» **WORK INSTRUCTIONS**
Only one stretch of the data is wanted: the line containing "Where can you see the distant", the line containing "Where can you see the apartment window?", and every line between them, copied exactly.

» **EXERCISE DATA**
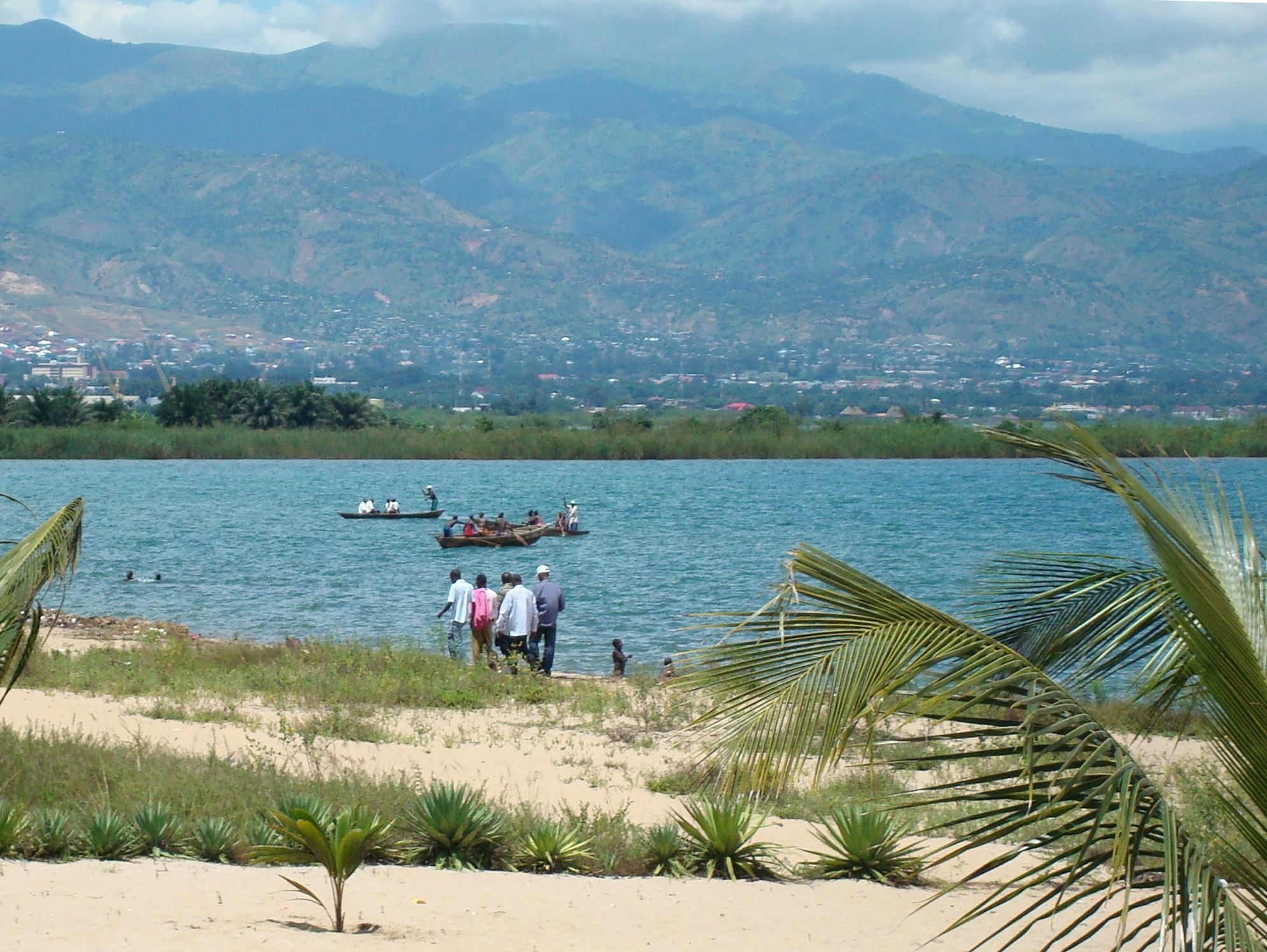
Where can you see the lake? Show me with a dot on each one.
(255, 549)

...

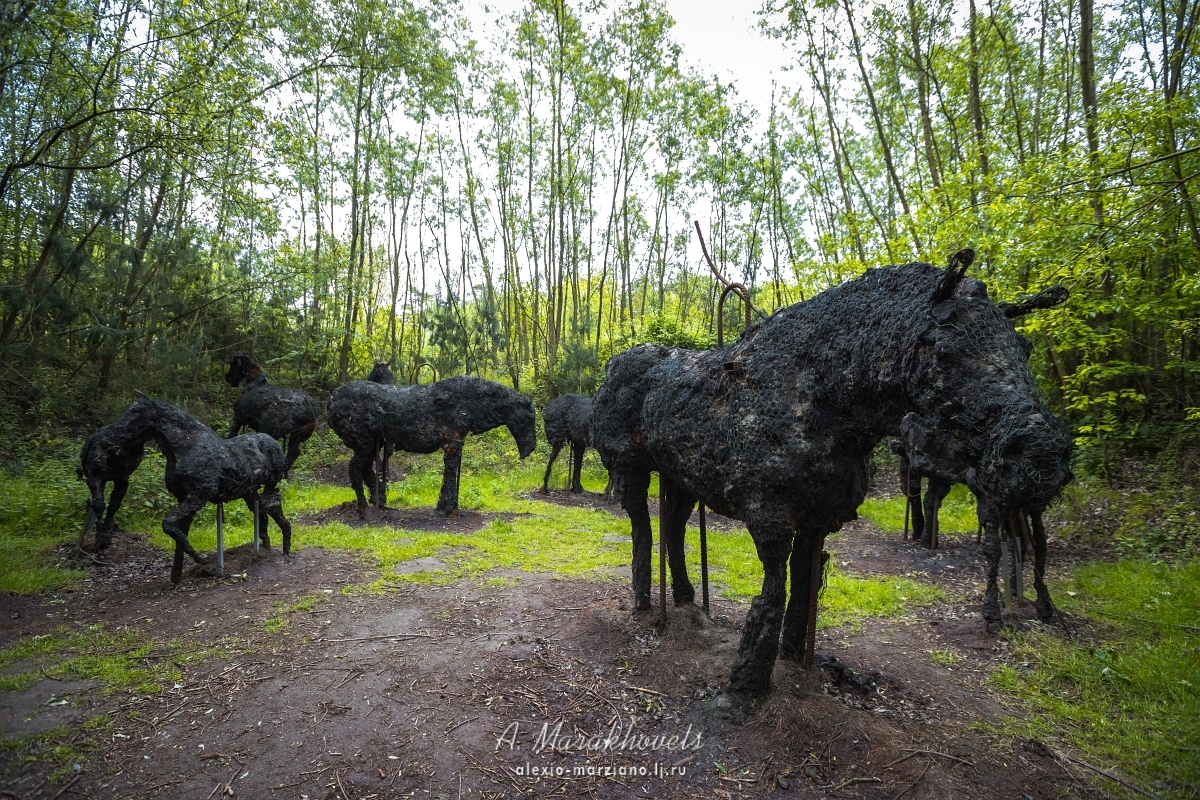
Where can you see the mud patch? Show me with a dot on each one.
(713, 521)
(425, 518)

--

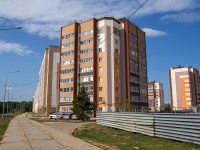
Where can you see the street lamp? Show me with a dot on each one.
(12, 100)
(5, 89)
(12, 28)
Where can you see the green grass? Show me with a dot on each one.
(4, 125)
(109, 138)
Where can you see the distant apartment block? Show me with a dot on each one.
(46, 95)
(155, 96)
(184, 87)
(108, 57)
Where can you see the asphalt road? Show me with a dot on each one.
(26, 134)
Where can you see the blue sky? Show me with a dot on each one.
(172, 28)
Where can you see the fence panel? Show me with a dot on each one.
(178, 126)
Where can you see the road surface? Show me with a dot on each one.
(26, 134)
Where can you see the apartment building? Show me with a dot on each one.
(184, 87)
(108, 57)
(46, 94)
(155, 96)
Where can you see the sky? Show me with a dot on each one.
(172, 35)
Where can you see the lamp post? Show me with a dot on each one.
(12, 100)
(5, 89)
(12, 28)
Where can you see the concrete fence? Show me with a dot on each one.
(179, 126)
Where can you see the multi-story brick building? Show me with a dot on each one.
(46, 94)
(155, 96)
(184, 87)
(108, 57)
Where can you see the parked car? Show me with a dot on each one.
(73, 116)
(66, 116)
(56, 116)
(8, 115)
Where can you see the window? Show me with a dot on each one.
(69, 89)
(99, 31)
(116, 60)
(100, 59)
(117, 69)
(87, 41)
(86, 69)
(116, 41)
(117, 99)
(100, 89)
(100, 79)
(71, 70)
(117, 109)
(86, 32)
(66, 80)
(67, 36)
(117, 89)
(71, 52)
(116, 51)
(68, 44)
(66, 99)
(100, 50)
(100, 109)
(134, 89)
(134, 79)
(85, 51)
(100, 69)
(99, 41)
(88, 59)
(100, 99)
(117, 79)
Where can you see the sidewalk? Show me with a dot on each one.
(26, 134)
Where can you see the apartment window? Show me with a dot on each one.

» **ANSWER**
Where can you see the distant apartment block? Show me with a dot on each one.
(46, 95)
(155, 96)
(184, 87)
(108, 57)
Where can you see the asphalt road? Show me with a dot on each one.
(26, 134)
Where can you see the blue sky? Show me with a dot on each one.
(172, 28)
Where can you see the fence panel? Show me with a dot on each one.
(178, 126)
Where can you see the road surface? Show me with a dot on each one.
(26, 134)
Where can you see the apartment building? Show me with a dot on each one.
(184, 87)
(108, 57)
(46, 94)
(155, 96)
Where can you see the sky? Show me with a dot on each one.
(172, 35)
Where can you see the lamp post? Show me with a dot on each one.
(12, 100)
(5, 89)
(12, 28)
Where can you see the concrete fence? Show me with a dot on each one.
(179, 126)
Where can you see the multi-story brick building? Show me with a dot on each one.
(46, 94)
(155, 96)
(184, 87)
(108, 57)
Where can you see the parked car? Show me with a dot on each one.
(73, 116)
(66, 116)
(56, 116)
(8, 115)
Where can you see the window? Show me with a dot on each one.
(69, 89)
(99, 31)
(116, 60)
(100, 59)
(117, 69)
(87, 41)
(86, 69)
(116, 41)
(117, 99)
(100, 89)
(100, 79)
(71, 70)
(117, 109)
(86, 32)
(66, 80)
(67, 36)
(117, 89)
(71, 52)
(116, 51)
(68, 44)
(66, 99)
(100, 50)
(100, 109)
(134, 89)
(134, 79)
(85, 51)
(100, 69)
(99, 41)
(88, 59)
(100, 99)
(117, 79)
Where can you see the sidewalk? Show me with a dot on each one.
(26, 134)
Where can you see the apartment window? Show me with a dot on each one.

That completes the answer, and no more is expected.